> **EXERCISE INSTRUCTIONS**
Repeat the data that follows, keeping every character intact.

(Point localization data)
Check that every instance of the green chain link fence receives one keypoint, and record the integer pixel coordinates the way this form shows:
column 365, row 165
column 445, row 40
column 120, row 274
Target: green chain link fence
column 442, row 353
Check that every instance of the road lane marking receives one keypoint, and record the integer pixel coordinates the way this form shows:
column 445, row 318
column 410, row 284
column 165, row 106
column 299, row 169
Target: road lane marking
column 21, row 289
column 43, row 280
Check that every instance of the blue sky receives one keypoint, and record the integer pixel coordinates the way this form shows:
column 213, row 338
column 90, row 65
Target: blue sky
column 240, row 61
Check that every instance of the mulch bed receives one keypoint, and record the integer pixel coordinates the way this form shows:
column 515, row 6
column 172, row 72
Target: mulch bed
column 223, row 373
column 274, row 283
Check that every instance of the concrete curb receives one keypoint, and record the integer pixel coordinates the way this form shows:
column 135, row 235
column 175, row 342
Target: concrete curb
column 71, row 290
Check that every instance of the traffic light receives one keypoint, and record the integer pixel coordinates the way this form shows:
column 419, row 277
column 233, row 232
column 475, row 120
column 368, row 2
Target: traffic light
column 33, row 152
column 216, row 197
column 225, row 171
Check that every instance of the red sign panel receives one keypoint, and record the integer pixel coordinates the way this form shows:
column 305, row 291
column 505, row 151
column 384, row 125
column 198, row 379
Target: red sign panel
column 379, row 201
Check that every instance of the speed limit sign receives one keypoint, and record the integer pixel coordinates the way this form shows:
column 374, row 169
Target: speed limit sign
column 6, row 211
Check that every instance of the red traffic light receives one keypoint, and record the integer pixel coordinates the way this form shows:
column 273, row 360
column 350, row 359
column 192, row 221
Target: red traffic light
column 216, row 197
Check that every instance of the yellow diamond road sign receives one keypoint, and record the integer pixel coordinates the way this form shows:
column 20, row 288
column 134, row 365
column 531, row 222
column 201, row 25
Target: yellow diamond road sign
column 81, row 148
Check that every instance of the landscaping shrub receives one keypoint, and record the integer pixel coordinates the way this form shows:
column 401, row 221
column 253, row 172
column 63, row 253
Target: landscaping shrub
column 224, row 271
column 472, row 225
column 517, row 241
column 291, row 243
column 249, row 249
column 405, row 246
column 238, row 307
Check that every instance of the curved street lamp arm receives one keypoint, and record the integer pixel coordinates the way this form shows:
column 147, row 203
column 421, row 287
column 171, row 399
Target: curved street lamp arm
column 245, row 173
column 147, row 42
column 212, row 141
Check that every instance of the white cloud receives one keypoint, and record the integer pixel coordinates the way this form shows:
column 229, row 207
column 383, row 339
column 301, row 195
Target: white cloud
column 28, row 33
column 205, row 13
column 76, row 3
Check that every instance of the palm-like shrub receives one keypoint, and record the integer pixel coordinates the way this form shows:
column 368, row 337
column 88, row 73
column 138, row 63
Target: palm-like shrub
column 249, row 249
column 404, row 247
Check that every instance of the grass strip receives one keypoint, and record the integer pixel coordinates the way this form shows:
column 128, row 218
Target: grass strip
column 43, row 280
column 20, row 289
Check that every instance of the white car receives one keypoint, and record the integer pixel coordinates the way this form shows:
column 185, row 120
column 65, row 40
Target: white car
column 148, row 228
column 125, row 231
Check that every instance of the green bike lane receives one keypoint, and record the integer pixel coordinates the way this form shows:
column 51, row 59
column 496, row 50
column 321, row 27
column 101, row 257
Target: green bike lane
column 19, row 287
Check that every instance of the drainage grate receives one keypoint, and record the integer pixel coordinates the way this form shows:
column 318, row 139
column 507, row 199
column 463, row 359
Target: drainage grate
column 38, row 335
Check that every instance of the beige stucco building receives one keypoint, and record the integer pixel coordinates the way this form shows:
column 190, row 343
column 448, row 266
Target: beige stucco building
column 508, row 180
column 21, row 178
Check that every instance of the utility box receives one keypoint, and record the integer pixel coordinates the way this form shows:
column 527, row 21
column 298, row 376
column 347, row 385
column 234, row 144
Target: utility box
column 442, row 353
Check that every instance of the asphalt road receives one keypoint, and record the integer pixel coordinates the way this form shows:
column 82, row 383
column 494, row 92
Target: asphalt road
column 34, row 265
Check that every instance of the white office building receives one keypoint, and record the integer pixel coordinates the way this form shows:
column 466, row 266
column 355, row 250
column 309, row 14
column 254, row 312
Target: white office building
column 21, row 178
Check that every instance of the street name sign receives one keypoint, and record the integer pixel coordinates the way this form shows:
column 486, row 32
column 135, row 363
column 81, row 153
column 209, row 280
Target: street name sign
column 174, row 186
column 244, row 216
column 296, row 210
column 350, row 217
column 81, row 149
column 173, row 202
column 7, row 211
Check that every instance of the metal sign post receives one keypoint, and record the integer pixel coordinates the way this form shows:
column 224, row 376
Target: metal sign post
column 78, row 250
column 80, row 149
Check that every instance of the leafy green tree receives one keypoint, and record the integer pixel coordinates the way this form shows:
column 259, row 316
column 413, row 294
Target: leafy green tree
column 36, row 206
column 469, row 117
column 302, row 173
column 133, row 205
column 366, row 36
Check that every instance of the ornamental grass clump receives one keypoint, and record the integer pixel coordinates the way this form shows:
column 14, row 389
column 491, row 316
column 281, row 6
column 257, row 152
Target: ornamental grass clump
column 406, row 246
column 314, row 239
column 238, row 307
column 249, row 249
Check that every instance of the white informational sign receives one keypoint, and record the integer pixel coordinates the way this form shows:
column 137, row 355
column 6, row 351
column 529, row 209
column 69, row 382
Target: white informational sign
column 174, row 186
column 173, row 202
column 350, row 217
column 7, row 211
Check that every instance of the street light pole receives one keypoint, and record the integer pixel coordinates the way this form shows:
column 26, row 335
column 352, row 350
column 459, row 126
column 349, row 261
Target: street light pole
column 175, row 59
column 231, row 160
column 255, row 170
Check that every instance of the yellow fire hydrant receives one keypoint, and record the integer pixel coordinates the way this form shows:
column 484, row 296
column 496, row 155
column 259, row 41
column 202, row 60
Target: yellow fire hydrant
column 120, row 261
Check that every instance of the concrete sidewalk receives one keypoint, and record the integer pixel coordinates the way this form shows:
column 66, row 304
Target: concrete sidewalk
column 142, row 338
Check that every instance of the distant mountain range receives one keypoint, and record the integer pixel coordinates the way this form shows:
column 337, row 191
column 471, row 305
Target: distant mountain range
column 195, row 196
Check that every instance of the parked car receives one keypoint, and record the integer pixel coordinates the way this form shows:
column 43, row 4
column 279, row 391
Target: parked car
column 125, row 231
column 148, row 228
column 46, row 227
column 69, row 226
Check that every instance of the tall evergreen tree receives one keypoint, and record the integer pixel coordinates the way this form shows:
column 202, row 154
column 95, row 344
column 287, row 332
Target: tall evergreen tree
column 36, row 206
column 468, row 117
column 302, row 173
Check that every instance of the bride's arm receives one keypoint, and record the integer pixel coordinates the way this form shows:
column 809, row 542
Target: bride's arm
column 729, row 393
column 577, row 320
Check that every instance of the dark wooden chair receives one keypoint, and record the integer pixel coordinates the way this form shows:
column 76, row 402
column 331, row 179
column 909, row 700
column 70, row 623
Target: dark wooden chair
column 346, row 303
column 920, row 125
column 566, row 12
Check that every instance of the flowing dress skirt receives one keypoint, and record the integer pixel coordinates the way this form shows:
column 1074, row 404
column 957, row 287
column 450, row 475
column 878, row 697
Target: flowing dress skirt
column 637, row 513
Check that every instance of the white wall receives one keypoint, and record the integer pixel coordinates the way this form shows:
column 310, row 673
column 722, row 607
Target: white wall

> **RESULT FOR THIS EXERCISE**
Check that every instance of the green chain link fence receives one keypoint, and record the integer pixel coordinates the way this form shows:
column 365, row 165
column 445, row 40
column 120, row 274
Target: green chain link fence
column 442, row 353
Check that every instance of the road lane marking receives one keypoint, and record the integer pixel coordinates the way this form shows:
column 445, row 318
column 410, row 284
column 165, row 106
column 299, row 169
Target: road lane marking
column 21, row 289
column 43, row 280
Check that every instance of the blue sky receives one keypoint, and record the integer pixel coordinates the way this form shows:
column 213, row 338
column 90, row 65
Target: blue sky
column 240, row 61
Check that every instance of the mulch bed receives one keypoint, and record the integer pixel coordinates the way this form shows:
column 515, row 6
column 172, row 72
Target: mulch bed
column 223, row 373
column 274, row 283
Check that every instance of the concrete curb receives one keypoint, and record the integer pixel coordinates the way this form shows:
column 135, row 235
column 175, row 342
Target: concrete curb
column 71, row 290
Check that every instance of the traffic light receives one keypoint, and record the integer pixel coordinates the way this form shows:
column 419, row 277
column 233, row 232
column 475, row 120
column 368, row 2
Target: traffic light
column 33, row 152
column 216, row 197
column 225, row 171
Check that every instance of the red sign panel receives one keypoint, and record the integer pixel coordinates the way this form shows:
column 305, row 291
column 505, row 151
column 384, row 125
column 198, row 379
Target: red sign panel
column 379, row 201
Check that every instance of the speed limit sign receives one keypoint, and record the integer pixel coordinates the way this form shows:
column 374, row 169
Target: speed limit sign
column 6, row 211
Check that every instance of the red traffic light receives one keypoint, and record the integer pixel coordinates the way this form shows:
column 273, row 360
column 350, row 359
column 192, row 221
Target: red traffic light
column 216, row 197
Check that every instance of the yellow diamond road sign receives one keypoint, and record the integer pixel coordinates the way this form shows:
column 20, row 288
column 134, row 365
column 531, row 222
column 201, row 25
Target: yellow diamond road sign
column 81, row 148
Check that every instance of the landscaping shrub receives one keypoint, and record the integer pixel coordinates the way this form shows:
column 401, row 221
column 253, row 172
column 63, row 253
Target: landscaping shrub
column 224, row 271
column 472, row 225
column 517, row 241
column 291, row 243
column 249, row 249
column 405, row 246
column 238, row 307
Check that every instance of the curved street lamp arm receives one keypoint, and record the integer pixel coordinates the way this form shows:
column 147, row 203
column 421, row 287
column 171, row 399
Target: curved street lamp arm
column 245, row 173
column 147, row 42
column 212, row 141
Check that every instance of the white cloud receives one keypoint, and record the integer pixel coordinates the way this form shows:
column 229, row 207
column 383, row 339
column 301, row 195
Target: white cloud
column 28, row 33
column 205, row 13
column 76, row 3
Check that every instance of the palm-like shrub receives one keypoint, and record the integer pixel coordinates the way this form shows:
column 368, row 337
column 88, row 73
column 138, row 63
Target: palm-like shrub
column 249, row 249
column 404, row 247
Check that every instance of the grass strip receives one keypoint, and record the integer pixel coordinates the way this form shows:
column 128, row 218
Target: grass strip
column 43, row 280
column 20, row 289
Check that every instance of the white car receives one keypoint, and record the integer pixel coordinates the way this form shows:
column 185, row 120
column 65, row 40
Target: white car
column 148, row 228
column 125, row 231
Check that every instance of the green bike lane receives one keypoint, and record the integer pixel coordinates the way this form shows:
column 51, row 59
column 496, row 50
column 321, row 27
column 101, row 257
Target: green bike lane
column 19, row 287
Check that every instance of the drainage grate receives one keypoint, and record the integer pixel coordinates the way this form shows:
column 318, row 139
column 507, row 199
column 463, row 359
Target: drainage grate
column 38, row 335
Check that every instance of the beige stucco building receives one keypoint, and record the integer pixel coordinates the way this form shows:
column 190, row 343
column 448, row 266
Target: beige stucco building
column 508, row 180
column 21, row 178
Check that every instance of the utility box receives one keypoint, and record the integer pixel coordinates the way this form shows:
column 527, row 21
column 298, row 376
column 347, row 385
column 234, row 144
Target: utility box
column 442, row 353
Check that every instance of the asphalt road receives one keypoint, and record the integer pixel coordinates the way this form shows:
column 82, row 383
column 494, row 92
Target: asphalt road
column 34, row 265
Check that every instance of the white office building receives one keypoint, and record the integer pixel coordinates the way this form shows:
column 466, row 266
column 355, row 250
column 309, row 14
column 254, row 312
Target: white office building
column 21, row 178
Check that every instance of the street name sign receives one keypoint, and record the integer pixel coordinates the way this form shows:
column 486, row 32
column 135, row 363
column 81, row 153
column 209, row 280
Target: street name sign
column 174, row 186
column 244, row 216
column 296, row 210
column 350, row 217
column 81, row 149
column 173, row 202
column 7, row 211
Check that every instance of the metal sign post receives one keypoint, and record the integer pixel coordinates the way this form shows:
column 224, row 376
Target: metal sign post
column 78, row 250
column 80, row 149
Check that every instance of the leafy green tree receives one keypoint, and record the integer pixel coordinates the way this form shows:
column 259, row 316
column 413, row 294
Target: leafy green tree
column 36, row 206
column 469, row 117
column 302, row 173
column 133, row 205
column 366, row 36
Check that every instance of the ornamental grass clump receives one keypoint, and record the integer pixel coordinates the way this form shows:
column 14, row 389
column 491, row 316
column 281, row 6
column 257, row 152
Target: ornamental grass clump
column 406, row 246
column 314, row 239
column 238, row 307
column 249, row 249
Check that every instance of the white informational sign receives one keypoint, and record the integer pixel coordinates the way this form shows:
column 137, row 355
column 6, row 351
column 529, row 209
column 69, row 382
Target: white informational sign
column 174, row 186
column 173, row 202
column 350, row 217
column 7, row 211
Check that every instance of the street light pole receives one keypoint, and record the integer pixel coordinates the way this form shows:
column 26, row 335
column 352, row 350
column 459, row 126
column 349, row 261
Target: street light pole
column 175, row 59
column 231, row 160
column 255, row 170
Check that every instance of the yellow fire hydrant receives one keypoint, and record the integer pixel coordinates the way this form shows:
column 484, row 296
column 496, row 155
column 259, row 41
column 202, row 60
Target: yellow fire hydrant
column 120, row 261
Check that every instance of the concrete sidewalk receives one keypoint, and record the integer pixel coordinates the way this form shows:
column 66, row 304
Target: concrete sidewalk
column 142, row 338
Check that every instance of the distant mountain range receives one keypoint, and record the integer pixel coordinates the way this form shows:
column 337, row 191
column 471, row 305
Target: distant mountain range
column 195, row 196
Check that every instance of the parked car receives one keypoint, and record the integer pixel coordinates the way this form shows:
column 43, row 4
column 279, row 391
Target: parked car
column 125, row 231
column 148, row 228
column 46, row 227
column 69, row 226
Check that every instance of the tall evergreen tree receives one keypoint, and record the integer pixel coordinates the way this form shows:
column 202, row 154
column 95, row 344
column 287, row 332
Target: tall evergreen tree
column 36, row 206
column 468, row 117
column 302, row 173
Check that every instance of the bride's arm receives one keypoint, and record the integer pixel coordinates the way this form shows:
column 809, row 542
Target: bride's arm
column 729, row 393
column 577, row 320
Check that every instance of the dark wooden chair receives one keypoint, and record the integer pixel coordinates the way this form shows:
column 76, row 402
column 331, row 179
column 909, row 700
column 70, row 623
Target: dark wooden chair
column 346, row 303
column 920, row 125
column 566, row 12
Check that every instance of the flowing dress skirt receives one keypoint, and record the integer pixel coordinates the way this form shows:
column 1074, row 404
column 957, row 287
column 450, row 475
column 878, row 697
Target: flowing dress skirt
column 637, row 513
Check that every instance of the white wall receives one keypoint, and record the integer pixel coordinates the way this form shows:
column 310, row 673
column 722, row 607
Target: white wall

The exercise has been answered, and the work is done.